▶ PROBLEM DETAILS
Copy the part of the items below that opens with the line containing "Note: we are tagging the ceiling fan with" and closes with the line containing "[(284, 394)]". Raise every coordinate in the answers by 141, keep the sample points after "Each point is written like" unchanged, and leave out the pictures.

Position identification records:
□ □ □

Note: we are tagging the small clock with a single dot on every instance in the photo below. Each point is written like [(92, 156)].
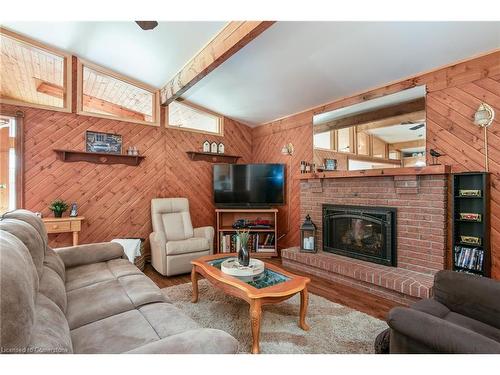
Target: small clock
[(206, 146), (221, 148)]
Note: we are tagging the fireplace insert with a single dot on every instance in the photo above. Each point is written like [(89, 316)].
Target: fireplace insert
[(366, 233)]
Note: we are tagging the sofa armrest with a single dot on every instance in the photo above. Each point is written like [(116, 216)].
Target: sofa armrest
[(469, 295), (208, 233), (196, 341), (92, 253), (437, 334)]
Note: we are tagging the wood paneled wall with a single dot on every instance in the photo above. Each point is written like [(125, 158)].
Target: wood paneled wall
[(454, 93), (115, 199)]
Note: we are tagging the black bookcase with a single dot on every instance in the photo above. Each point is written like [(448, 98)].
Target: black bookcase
[(471, 223)]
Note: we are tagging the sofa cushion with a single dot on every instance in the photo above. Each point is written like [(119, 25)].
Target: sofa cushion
[(190, 245), (431, 306), (196, 341), (95, 302), (116, 334), (177, 226), (18, 287), (54, 262), (156, 314), (30, 218), (109, 298), (52, 286), (29, 237), (474, 325), (141, 290), (81, 276), (50, 332)]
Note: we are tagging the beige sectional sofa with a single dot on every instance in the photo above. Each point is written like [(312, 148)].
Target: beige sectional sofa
[(86, 299)]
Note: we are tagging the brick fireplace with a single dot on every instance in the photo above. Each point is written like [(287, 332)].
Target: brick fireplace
[(417, 199)]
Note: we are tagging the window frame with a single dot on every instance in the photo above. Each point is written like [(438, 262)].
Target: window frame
[(81, 63), (67, 73), (197, 108)]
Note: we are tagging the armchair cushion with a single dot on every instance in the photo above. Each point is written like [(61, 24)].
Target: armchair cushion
[(92, 253), (472, 296), (190, 245)]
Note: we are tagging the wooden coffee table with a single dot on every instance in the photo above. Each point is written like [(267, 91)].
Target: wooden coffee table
[(276, 286)]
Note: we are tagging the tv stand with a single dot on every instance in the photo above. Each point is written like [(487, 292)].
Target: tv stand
[(259, 248)]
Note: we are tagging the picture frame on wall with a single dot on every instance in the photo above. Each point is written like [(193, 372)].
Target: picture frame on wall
[(106, 143), (330, 164)]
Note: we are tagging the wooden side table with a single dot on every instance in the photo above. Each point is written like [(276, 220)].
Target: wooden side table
[(64, 225)]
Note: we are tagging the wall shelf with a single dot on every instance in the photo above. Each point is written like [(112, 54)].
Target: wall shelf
[(212, 157), (98, 157)]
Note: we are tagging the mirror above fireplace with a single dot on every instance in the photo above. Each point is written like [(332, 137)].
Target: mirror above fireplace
[(386, 132)]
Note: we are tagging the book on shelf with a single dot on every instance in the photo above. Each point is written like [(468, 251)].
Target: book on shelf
[(230, 243), (471, 258)]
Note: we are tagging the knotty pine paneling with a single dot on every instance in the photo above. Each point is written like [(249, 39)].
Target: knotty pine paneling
[(115, 199), (454, 94)]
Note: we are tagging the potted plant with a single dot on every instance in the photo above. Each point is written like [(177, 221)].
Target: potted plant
[(243, 253), (58, 207)]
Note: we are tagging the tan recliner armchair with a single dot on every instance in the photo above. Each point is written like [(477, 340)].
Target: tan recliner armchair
[(174, 242)]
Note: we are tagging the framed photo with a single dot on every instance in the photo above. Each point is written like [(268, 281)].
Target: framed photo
[(330, 164), (103, 142)]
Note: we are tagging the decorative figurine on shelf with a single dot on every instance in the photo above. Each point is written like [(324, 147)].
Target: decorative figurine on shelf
[(435, 156), (221, 148), (243, 254), (74, 210), (206, 146), (58, 207), (308, 236)]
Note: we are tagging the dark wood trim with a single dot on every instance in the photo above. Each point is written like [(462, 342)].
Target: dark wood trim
[(19, 116), (407, 171), (233, 37), (98, 157)]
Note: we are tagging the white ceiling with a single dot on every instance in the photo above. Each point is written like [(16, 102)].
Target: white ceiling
[(398, 133), (371, 105), (294, 66), (152, 56)]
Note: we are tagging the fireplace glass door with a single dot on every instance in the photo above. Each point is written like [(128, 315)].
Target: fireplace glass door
[(360, 232)]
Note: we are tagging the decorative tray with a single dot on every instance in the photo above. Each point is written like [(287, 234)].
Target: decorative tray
[(231, 267)]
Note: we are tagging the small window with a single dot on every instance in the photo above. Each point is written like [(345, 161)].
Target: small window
[(102, 93), (32, 74), (323, 140), (190, 117)]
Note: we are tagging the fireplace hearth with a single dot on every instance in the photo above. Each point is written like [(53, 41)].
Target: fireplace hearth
[(366, 233)]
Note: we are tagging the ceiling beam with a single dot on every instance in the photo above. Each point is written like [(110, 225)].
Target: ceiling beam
[(97, 104), (386, 116), (408, 144), (232, 38)]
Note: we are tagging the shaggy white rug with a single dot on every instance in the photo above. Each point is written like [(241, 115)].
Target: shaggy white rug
[(333, 328)]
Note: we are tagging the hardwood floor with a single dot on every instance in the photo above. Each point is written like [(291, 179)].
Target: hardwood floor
[(342, 294)]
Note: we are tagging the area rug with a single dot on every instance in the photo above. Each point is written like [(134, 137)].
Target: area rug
[(334, 328)]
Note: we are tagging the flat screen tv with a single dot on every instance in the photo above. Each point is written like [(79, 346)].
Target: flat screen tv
[(249, 185)]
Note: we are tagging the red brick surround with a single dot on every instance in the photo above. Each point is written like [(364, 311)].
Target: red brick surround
[(421, 203)]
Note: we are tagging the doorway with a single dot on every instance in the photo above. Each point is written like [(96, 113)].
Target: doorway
[(11, 166)]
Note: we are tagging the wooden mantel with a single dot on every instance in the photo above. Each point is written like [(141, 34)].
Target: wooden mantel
[(408, 171)]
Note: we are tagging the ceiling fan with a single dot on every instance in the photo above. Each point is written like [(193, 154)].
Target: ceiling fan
[(147, 25)]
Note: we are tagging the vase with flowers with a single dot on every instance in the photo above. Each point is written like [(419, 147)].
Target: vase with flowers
[(243, 255)]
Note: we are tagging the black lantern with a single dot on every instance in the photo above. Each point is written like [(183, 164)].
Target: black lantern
[(308, 236)]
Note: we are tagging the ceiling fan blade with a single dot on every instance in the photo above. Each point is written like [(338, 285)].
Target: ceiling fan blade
[(147, 25), (416, 127)]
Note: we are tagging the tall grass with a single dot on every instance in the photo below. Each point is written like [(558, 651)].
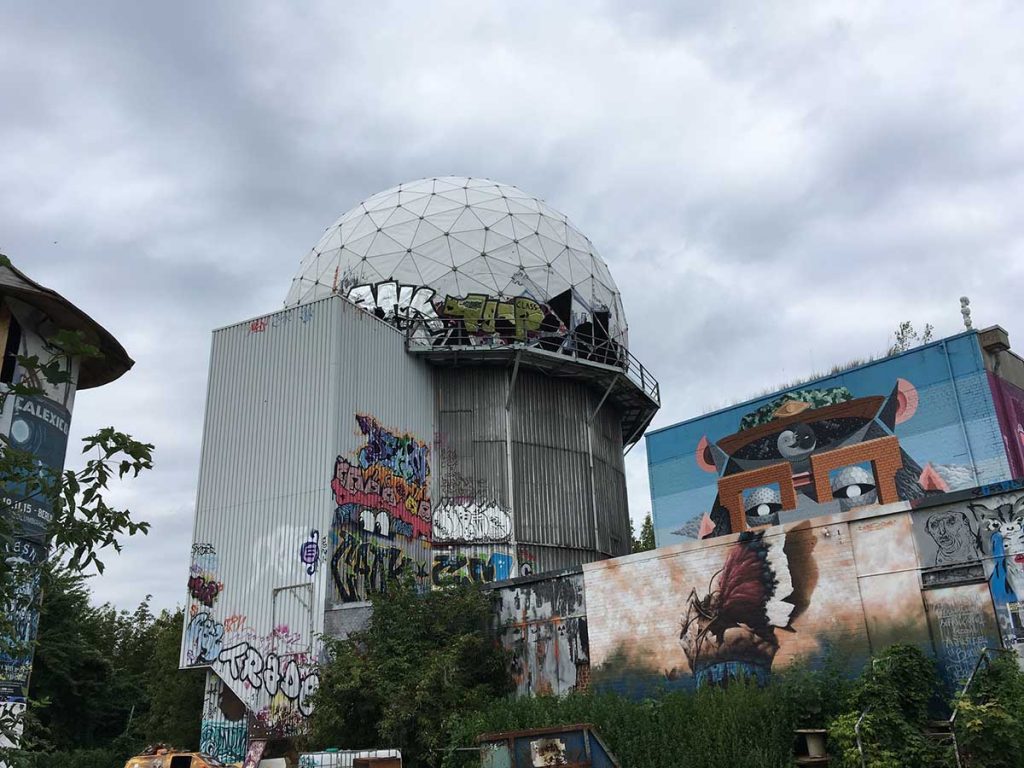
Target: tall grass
[(740, 726)]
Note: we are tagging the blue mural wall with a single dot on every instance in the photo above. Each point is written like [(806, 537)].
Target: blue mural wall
[(754, 464)]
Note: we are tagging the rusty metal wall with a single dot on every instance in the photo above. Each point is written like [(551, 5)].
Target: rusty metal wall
[(284, 394)]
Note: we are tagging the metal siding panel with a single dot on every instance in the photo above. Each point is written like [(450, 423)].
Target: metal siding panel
[(283, 393)]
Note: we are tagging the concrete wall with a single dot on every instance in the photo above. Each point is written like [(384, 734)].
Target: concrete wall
[(542, 622), (943, 576), (314, 488), (905, 428)]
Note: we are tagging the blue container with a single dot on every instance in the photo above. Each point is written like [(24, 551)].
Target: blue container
[(566, 745)]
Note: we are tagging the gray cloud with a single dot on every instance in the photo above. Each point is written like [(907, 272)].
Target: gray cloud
[(773, 187)]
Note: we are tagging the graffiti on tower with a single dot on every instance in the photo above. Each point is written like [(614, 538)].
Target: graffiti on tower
[(382, 518)]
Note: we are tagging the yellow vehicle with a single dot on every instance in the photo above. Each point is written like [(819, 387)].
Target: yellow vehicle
[(163, 757)]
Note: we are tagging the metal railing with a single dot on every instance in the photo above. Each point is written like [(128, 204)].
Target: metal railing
[(433, 334)]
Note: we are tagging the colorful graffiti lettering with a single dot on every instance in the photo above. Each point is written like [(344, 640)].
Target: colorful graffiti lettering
[(379, 491), (309, 552), (270, 674), (383, 510), (403, 455), (395, 303), (226, 741), (459, 567), (359, 567), (204, 590), (204, 585), (457, 520), (203, 638)]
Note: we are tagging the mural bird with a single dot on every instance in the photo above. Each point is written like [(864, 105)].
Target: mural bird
[(730, 632)]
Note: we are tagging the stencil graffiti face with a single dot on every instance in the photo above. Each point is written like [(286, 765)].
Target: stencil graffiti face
[(950, 530)]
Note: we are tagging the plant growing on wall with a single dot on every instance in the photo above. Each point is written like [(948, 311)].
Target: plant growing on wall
[(905, 337), (645, 541)]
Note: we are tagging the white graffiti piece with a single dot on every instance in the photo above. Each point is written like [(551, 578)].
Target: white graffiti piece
[(394, 302), (468, 521), (203, 639), (1007, 521), (271, 674)]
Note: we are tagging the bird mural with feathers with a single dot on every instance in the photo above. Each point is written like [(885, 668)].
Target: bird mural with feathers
[(730, 632)]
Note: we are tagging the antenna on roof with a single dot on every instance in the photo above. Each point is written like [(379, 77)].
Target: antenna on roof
[(966, 311)]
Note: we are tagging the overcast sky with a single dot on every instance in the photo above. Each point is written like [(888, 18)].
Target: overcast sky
[(773, 188)]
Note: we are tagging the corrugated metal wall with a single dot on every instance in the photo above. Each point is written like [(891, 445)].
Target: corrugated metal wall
[(285, 391), (554, 486), (331, 457), (561, 467)]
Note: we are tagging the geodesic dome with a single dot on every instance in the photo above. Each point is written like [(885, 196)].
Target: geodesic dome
[(502, 263)]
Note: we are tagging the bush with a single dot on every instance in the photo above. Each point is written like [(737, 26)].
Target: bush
[(896, 691), (990, 718), (739, 726)]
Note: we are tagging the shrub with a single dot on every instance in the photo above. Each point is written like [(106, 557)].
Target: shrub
[(990, 718)]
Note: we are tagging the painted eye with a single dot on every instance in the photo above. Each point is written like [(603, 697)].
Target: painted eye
[(854, 491)]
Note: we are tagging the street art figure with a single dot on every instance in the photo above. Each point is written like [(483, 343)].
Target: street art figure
[(953, 538), (730, 632), (811, 452), (1000, 539)]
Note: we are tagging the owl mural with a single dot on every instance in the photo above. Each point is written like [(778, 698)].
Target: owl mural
[(810, 453)]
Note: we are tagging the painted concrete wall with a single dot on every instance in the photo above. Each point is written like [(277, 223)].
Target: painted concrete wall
[(542, 622), (1009, 400), (902, 428), (947, 577)]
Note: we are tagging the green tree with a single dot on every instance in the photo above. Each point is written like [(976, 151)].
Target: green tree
[(645, 541), (423, 658), (105, 682), (82, 522), (175, 696)]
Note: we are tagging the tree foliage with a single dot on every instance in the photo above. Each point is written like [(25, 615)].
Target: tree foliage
[(71, 518), (422, 658), (105, 682)]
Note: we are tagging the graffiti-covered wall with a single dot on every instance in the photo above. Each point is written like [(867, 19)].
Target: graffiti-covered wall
[(542, 622), (943, 576), (903, 428), (314, 491)]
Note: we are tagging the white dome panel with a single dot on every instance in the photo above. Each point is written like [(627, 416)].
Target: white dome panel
[(504, 266)]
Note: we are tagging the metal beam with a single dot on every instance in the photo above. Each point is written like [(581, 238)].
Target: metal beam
[(614, 380), (515, 373)]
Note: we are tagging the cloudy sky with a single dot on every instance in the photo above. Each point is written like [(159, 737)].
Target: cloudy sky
[(774, 188)]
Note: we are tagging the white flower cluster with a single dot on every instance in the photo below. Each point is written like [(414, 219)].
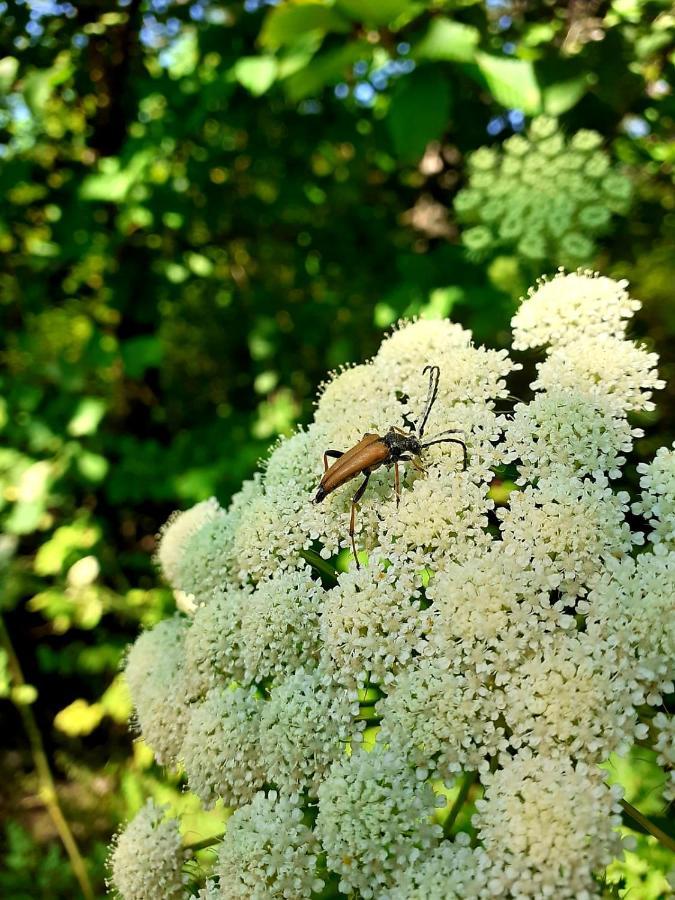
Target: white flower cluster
[(541, 195), (504, 629), (375, 817), (547, 825), (267, 852), (658, 496), (147, 857)]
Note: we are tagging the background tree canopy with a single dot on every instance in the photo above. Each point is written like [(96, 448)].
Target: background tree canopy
[(208, 206)]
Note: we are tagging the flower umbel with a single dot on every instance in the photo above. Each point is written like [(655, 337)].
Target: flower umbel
[(511, 624)]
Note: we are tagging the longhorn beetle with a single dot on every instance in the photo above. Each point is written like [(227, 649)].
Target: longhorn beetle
[(373, 451)]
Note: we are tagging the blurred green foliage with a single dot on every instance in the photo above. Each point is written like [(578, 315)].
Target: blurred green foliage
[(207, 206)]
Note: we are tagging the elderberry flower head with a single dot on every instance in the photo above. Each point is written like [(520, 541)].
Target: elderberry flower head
[(268, 852), (375, 817), (501, 632), (547, 825), (154, 673), (541, 195), (147, 858)]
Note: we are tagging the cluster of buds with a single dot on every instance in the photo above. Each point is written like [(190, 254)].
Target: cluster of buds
[(507, 629)]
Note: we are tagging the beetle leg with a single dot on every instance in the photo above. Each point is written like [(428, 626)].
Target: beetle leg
[(336, 454), (355, 499)]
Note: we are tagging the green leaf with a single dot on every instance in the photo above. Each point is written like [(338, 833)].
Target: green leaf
[(286, 23), (324, 69), (558, 98), (256, 73), (141, 353), (89, 412), (419, 112), (24, 694), (374, 12), (79, 718), (66, 541), (9, 66), (448, 40), (512, 82)]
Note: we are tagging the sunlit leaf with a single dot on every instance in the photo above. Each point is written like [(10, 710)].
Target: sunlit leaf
[(9, 66), (512, 82), (68, 540), (449, 40), (79, 718), (256, 73), (327, 68), (419, 112), (89, 412), (289, 21), (374, 12)]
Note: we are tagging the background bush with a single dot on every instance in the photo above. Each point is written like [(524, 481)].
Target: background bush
[(207, 206)]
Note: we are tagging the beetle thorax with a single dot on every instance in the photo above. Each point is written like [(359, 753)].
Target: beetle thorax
[(402, 443)]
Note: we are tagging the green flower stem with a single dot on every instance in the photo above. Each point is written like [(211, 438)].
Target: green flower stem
[(205, 842), (47, 790), (320, 565), (649, 826), (465, 787)]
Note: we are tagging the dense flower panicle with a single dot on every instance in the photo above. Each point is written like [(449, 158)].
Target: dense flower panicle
[(657, 503), (267, 852), (561, 430), (632, 608), (438, 721), (355, 402), (547, 826), (304, 729), (373, 625), (280, 625), (603, 368), (154, 671), (213, 651), (563, 529), (453, 871), (269, 536), (412, 345), (204, 562), (443, 515), (563, 309), (504, 621), (571, 697), (543, 196), (174, 535), (375, 818), (221, 751), (490, 613), (147, 858)]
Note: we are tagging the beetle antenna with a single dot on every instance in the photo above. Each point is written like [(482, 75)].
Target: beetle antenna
[(443, 438), (434, 375)]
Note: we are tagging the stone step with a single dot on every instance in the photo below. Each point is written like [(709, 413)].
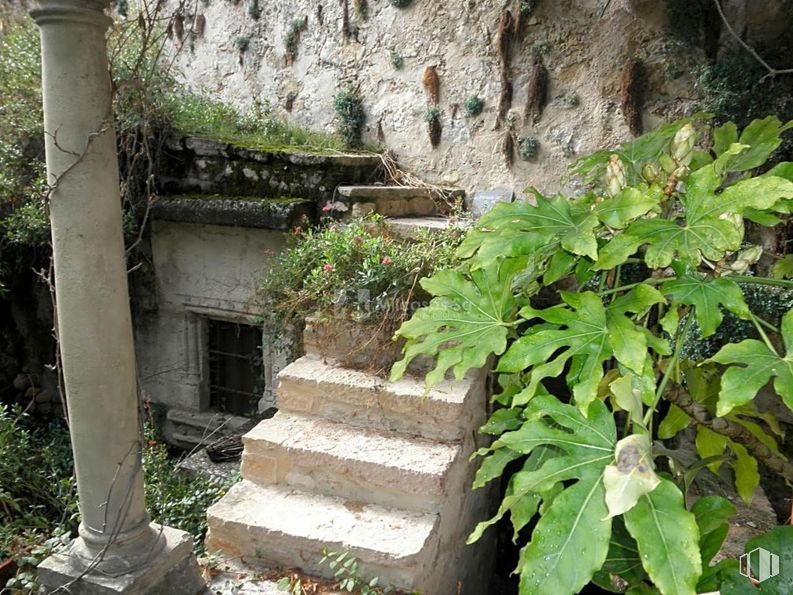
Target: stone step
[(336, 459), (398, 201), (191, 429), (319, 387), (283, 527)]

□ □ □

▶ EXERCISE RESPONSE
Note: we are tagging the ceiling fan with a single dot on every instance in the photo above. Each point is written like [(193, 154)].
Target: ceiling fan
[(288, 166)]
Note: we are tagging the vase with flowers with a single dot on every instance in the photo above. Each point is written like [(419, 147)].
Target: vase with flowers
[(384, 396)]
Note: we are tagging the black lantern with a single dot on every instance in the photo above. Each point is written like [(183, 164)].
Target: black lantern
[(449, 377)]
Note: we are tagging the ceiling fan blade with a single dot on every instance in the photo above. Each point is written like [(338, 285)].
Target: ceiling fan blade
[(288, 166), (557, 268)]
Note: we are tagging the tall grass with a single dot on every instance in the photo below. Each point is written like [(558, 651)].
Target: tall grass
[(881, 867)]
Note: we are tagging the blue mural wall with a single dot on every instance in the photo above. Each point is written like [(806, 537)].
Target: blue mural wall
[(895, 605)]
Note: we are tagging the rusty metal wall with a single dot on every instance in the photo above. Each point is written like [(551, 5)].
Target: rusty metal wall
[(425, 535)]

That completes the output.